* begin Extracted information *

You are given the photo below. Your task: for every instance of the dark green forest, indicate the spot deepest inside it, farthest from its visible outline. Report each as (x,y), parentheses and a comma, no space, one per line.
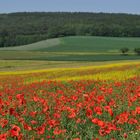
(25,28)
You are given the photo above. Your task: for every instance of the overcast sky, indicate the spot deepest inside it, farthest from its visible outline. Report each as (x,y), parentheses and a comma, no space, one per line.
(113,6)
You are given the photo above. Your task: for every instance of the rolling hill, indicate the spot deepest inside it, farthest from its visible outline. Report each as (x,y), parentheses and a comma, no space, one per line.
(81,44)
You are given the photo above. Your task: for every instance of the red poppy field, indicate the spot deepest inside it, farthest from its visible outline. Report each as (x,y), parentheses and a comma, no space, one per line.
(77,110)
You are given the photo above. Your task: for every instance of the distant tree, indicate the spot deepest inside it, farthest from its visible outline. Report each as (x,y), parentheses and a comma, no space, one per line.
(3,34)
(137,51)
(124,51)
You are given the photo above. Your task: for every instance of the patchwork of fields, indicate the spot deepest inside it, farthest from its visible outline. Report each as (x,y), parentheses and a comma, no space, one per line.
(74,49)
(92,102)
(70,88)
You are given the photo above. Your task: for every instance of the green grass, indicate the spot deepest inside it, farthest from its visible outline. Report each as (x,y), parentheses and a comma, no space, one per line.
(77,48)
(81,44)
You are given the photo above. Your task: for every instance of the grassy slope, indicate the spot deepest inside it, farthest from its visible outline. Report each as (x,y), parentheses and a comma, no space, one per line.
(74,49)
(25,65)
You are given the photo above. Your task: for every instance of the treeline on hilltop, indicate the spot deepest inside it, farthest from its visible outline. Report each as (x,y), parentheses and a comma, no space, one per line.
(25,28)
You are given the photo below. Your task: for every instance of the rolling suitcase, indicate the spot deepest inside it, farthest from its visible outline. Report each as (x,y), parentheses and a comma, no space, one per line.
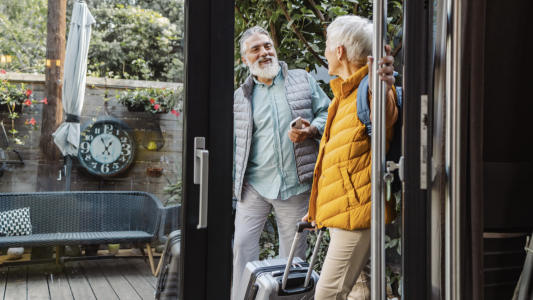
(279,279)
(167,284)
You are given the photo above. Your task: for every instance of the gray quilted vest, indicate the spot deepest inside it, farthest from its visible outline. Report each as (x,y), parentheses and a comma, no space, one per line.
(298,94)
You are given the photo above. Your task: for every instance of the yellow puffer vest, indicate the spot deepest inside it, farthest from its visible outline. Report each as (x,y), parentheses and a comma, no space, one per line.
(340,197)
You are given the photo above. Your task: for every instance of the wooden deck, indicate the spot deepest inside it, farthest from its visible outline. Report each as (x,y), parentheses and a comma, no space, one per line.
(121,278)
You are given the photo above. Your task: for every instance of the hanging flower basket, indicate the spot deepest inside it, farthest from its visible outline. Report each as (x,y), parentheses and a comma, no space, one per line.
(137,108)
(14,96)
(4,108)
(151,100)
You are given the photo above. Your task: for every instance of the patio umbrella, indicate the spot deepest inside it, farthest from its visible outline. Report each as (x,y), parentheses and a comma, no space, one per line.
(67,136)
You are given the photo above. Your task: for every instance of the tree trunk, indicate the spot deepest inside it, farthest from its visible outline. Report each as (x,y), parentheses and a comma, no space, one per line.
(49,154)
(273,32)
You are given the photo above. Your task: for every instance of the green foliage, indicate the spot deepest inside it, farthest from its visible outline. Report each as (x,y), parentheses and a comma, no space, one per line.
(269,240)
(12,95)
(153,100)
(132,40)
(125,31)
(174,186)
(291,49)
(23,33)
(323,250)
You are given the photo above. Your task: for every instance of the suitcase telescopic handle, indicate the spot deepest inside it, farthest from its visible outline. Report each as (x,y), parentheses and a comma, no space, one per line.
(299,229)
(315,255)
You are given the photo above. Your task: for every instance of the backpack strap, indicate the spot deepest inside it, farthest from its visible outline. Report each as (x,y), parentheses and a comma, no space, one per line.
(363,108)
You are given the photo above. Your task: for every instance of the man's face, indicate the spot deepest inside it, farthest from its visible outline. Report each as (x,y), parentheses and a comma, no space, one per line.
(259,47)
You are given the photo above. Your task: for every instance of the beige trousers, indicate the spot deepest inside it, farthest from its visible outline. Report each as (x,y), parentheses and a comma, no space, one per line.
(346,270)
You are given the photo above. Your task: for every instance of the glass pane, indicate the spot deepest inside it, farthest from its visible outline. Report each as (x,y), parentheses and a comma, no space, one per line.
(114,186)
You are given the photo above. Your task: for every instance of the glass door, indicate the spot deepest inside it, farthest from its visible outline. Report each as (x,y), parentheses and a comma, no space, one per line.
(153,77)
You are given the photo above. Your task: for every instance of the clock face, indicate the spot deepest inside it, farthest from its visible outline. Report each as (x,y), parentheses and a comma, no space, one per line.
(106,149)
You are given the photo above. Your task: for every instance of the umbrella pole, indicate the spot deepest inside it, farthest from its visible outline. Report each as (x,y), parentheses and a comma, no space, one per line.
(68,170)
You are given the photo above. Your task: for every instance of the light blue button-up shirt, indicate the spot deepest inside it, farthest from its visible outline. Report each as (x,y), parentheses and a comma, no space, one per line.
(271,168)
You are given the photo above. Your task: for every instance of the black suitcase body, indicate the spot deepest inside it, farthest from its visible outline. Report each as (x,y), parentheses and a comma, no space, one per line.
(281,278)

* end Extracted information *

### [What is asked]
Quote each record exactly as it stands, minus the pictures.

### [Expected output]
You are given the photo below. Your task: for every instance of the dark green forest, indicate the spot deepest inside it, farthest from its visible outline. Report each as (x,y), parentheses and a comma, no space, one per line.
(25,28)
You are given the photo above. Your task: for every instance of the overcast sky, indicate the spot deepest inside it, farthest from its visible outline. Report each as (x,y), parentheses and a comma, no space, one per line.
(113,6)
You are given the photo above. Your task: for every instance of the rolling hill, indicate the spot deepest inside it, farthest from its visible outline. Report each as (x,y), parentheses and a comma, no space, one per line.
(81,44)
You are given the photo above. Your task: for every instance of the red poppy field, indicate the spot deepest inside it, farthest from its visible outline. Report each as (x,y), parentheses and a comma, no space, one per line.
(77,110)
You are given the photo above. Your task: for every instance of the distant tree, indicate the spot deepest inside it, farthest from its visible outline. Report each as (x,y), parentheses and a comma, no space, one per line.
(3,34)
(137,51)
(124,51)
You are given the photo above. Your task: for every instance of the patchwork of fields, indicate the spot deepest inside it, farthest from its visible outline. Report each as (x,y), parentheses and a comma, no space, one per line.
(74,49)
(92,102)
(70,88)
You are given the photo above. Your task: for every instance of the green grass, indicate the spot deepest inside it, farthest from its visible outline. Report each as (x,y), parentheses and a comma, no space, one per line.
(77,48)
(81,44)
You are given the photo above. Your task: for every instance of the grassy slope, indicate the spot deepest inside it, farthest from its visible outline. Report each as (x,y), parentheses and a comma, no space, one per line.
(74,49)
(25,65)
You are given the photo above. Your task: for every instance of the treeline on hilltop, indicate the spot deepest inside it, farthest from its visible outline. Report each as (x,y), parentheses and a comma, no space, one per line.
(25,28)
You are given the photo below. Your task: for every instance of the rolling suitcase, indicate the spot deepest inside it, farthest from its visible outline. Report each as (x,y), parentheses and a comma, no space, one per line.
(279,279)
(167,284)
You are given the photo above. Your task: for every instance of the gray quilted vest, indicate the spot deepest inside it, farthest from its visible outline. Report each as (x,y), parentheses and a comma, no space, one per line.
(298,94)
You are given the photo above. Your task: for every instance of the yellow puffer vest, indicate the spot deepest inside it, farthest from its visible outline. Report each as (x,y), parentheses and a comma, no space, one per line.
(340,197)
You are given the photo above. Your task: for every instance of the wooden deck, indicate the spot deepest inside it, farthest from its visible outline. Report each as (x,y), parentheses and a comma, no space, one per line.
(121,278)
You are given the photo above. Your task: for every instance of the hanging flower basket, indicate the spot deepest inside it, farthest from its visible outline. Report each as (x,y), parentheses and a comma, no space, one per line.
(137,108)
(14,96)
(4,108)
(151,100)
You are given the photo above. Your task: for every instance of the patio umbrella, indicate the spot deepest inside it, farthest from its visible outline. Report each as (x,y), parentheses and a comma, no space, one per line.
(67,136)
You are given the photo above. Your task: for every instance of the tree trunk, indicate the spot deepest inside it, farthest from its visible outline. Report each as (x,y), parentheses and a comma, no space, one per line.
(49,154)
(273,32)
You are given the photo above. Your task: for every instance of the green foliage, indicate the spot deepest inside it, farthest from its visible outline. Report each as (x,y), parentheses and a comma, no space, one per line.
(269,240)
(12,95)
(153,100)
(132,40)
(125,31)
(174,186)
(291,49)
(23,33)
(323,250)
You are given the photo above. Your task: for every instance of the suitcase telescopic handle, indicate the spot deepest inside it, farthest from its visible outline. Report each as (x,y), parentheses and a comma, no space, one per line.
(299,229)
(315,255)
You are given the photo above. Your task: for every instance of the backpack strap, indicate the spot deepest inside it, farthest from its visible outline. Report each as (x,y), parentheses and a comma, no space, one per line.
(363,108)
You are given the photo above. Your task: for every instance of the man's face, indicate the spot deepest inside it, farthest from its visible outline. Report each as (x,y), parentheses and a comma, no space, one per line.
(259,47)
You are given the photo above. Your task: for every instance of the beige trousers, indicate the spot deepest inside it, farthest from its visible outline. Report each as (x,y), parentheses and a comma, no space, one per line.
(346,270)
You are given the photo above. Your task: for every instance of the glass pane, indicate the spot deepest inside it, farthest from its visible outline. Report each as (x,y), parentheses and a comma, no space, one per line.
(114,186)
You are given the photo above. Your task: for every instance of the glass door, indicate the spot deepest inside it, farthest from its visible outline. Report each as (x,y), parentheses and a comma, no space, one per line.
(153,77)
You are given the photo above. Your task: for every instance of the clock face, indicate the spot deepest inside it, farthest from its visible outline. Report each as (x,y), parentheses and a comma, no space, one per line.
(106,149)
You are given the photo above. Your task: for every instance of the umbrella pole, indicate the spot deepest inside it, farthest from its visible outline. Report each as (x,y), parentheses and a comma, no space, one per line.
(68,170)
You are given the photo above. Your task: for every instance of the light blue button-up shirt, indicate the spot deepest inside it, farthest from its visible outline. Report each as (x,y), parentheses and a comma, no space, one per line.
(271,168)
You are given the photo above. Your task: for every instance of the black suitcase body, indicate the spot deepest inside it, farthest from its visible outline. Report each as (x,y), parentheses and a comma, no space, one per line.
(281,278)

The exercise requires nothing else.